══ Excerpt

You know the movie I’m talking about. It starts off in some African village. Always in Africa. Women are doing the laundry. Men are either sitting around or doing some hard work with a rusty wrench. Kids are playing around a hose that wiggles its way through the only dirt street like a snake. Maybe someone is picking something in a field. Then we hear a rumble. Everyone looks up. People start running but somehow they all end up in the middle of the street, exactly the point they were supposed to be running away from. Soldiers of some sort, ranging in age from 12 to 25, come up in jeeps, horses, maybe little tanks, they swarm through the village. It’s a big surprise. Nobody expected the soldiers there. The soldiers themselves seem surprised at their luck.
Then the gun firing begins. The soldiers are brutally and randomly kiling women, children, old men, while laughing. Depending on the rating of the movie, some women are chased. There is screaming in the background. Dust everywhere. Blood everywhere. A little girl crying “Mommy” but nobody holding her or comforting her. Blood in her hair. A boy, hidden behind tall grass, watching everything while the idyllic life he had known until that very moment crumbles all around him.
I’ve seen this scene in at least five movies. Blood Diamond, for instance. And Lost (ok, tv show). Others. I’ve spent at least $200 on movies so I can see this scene. I’ve hired babysitters so I can go to movies, buy popcorn, and watch this scene.
It’s the scariest thing we can imagine. That’s why they keep making it over and over. It’s foreign, it can’t possibly happen to us. And yet. And yet, if not but for the grace of god…we think. We could have been born there. Or maybe it can happen to us. Or it did happen to us. We’re all human. We can relate to the suffering.

════

Work request = Switch "popcorn" to "candy" and write out the passage on the village raid scene from "Then the gun" up to and including "watch this scene.". The entries below have nothing to do with this.

══ Records provided

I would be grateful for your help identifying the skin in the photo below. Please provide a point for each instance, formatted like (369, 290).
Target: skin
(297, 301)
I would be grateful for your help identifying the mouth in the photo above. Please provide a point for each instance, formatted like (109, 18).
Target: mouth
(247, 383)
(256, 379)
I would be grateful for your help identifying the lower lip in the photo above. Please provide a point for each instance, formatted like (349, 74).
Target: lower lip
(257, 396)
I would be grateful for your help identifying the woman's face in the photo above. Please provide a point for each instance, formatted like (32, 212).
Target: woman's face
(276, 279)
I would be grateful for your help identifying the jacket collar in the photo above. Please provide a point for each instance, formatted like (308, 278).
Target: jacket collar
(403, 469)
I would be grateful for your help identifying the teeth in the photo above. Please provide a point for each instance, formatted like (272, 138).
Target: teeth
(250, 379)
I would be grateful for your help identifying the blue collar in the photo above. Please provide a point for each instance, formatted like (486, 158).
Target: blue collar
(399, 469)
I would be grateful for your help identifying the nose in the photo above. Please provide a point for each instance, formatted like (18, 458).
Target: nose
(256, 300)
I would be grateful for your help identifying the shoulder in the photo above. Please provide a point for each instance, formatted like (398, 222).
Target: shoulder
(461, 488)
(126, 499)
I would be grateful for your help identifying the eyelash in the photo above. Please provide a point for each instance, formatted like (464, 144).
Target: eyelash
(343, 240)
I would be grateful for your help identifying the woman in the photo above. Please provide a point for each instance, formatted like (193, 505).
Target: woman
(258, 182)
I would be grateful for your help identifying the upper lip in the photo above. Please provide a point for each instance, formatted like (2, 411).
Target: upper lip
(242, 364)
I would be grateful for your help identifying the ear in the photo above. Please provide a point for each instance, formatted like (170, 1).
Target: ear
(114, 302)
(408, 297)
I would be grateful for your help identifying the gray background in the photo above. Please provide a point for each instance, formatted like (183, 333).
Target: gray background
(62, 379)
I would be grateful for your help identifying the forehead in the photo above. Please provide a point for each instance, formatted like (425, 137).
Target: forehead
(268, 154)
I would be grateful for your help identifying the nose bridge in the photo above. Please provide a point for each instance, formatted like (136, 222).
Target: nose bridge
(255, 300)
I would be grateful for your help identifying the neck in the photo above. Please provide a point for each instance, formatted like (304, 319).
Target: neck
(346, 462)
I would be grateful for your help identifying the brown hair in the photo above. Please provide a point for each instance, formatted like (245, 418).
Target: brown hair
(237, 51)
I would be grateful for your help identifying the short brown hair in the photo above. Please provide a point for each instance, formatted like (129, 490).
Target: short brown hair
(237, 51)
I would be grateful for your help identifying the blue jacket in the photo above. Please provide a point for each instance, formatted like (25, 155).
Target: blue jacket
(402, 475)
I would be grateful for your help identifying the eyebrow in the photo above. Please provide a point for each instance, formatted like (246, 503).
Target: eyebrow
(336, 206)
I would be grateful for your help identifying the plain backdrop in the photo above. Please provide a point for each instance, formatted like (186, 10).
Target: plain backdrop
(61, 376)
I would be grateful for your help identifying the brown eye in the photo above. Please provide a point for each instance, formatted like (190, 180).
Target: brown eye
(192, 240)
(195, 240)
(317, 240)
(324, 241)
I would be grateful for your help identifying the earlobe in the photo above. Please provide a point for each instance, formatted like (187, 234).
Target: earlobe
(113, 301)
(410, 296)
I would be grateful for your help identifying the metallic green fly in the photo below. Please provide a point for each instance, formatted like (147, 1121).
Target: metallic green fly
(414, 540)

════

Exercise result =
Then the gun firing begins. The soldiers are brutally and randomly kiling women, children, old men, while laughing. Depending on the rating of the movie, some women are chased. There is screaming in the background. Dust everywhere. Blood everywhere. A little girl crying “Mommy” but nobody holding her or comforting her. Blood in her hair. A boy, hidden behind tall grass, watching everything while the idyllic life he had known until that very moment crumbles all around him.
I’ve seen this scene in at least five movies. Blood Diamond, for instance. And Lost (ok, tv show). Others. I’ve spent at least $200 on movies so I can see this scene. I’ve hired babysitters so I can go to movies, buy candy, and watch this scene.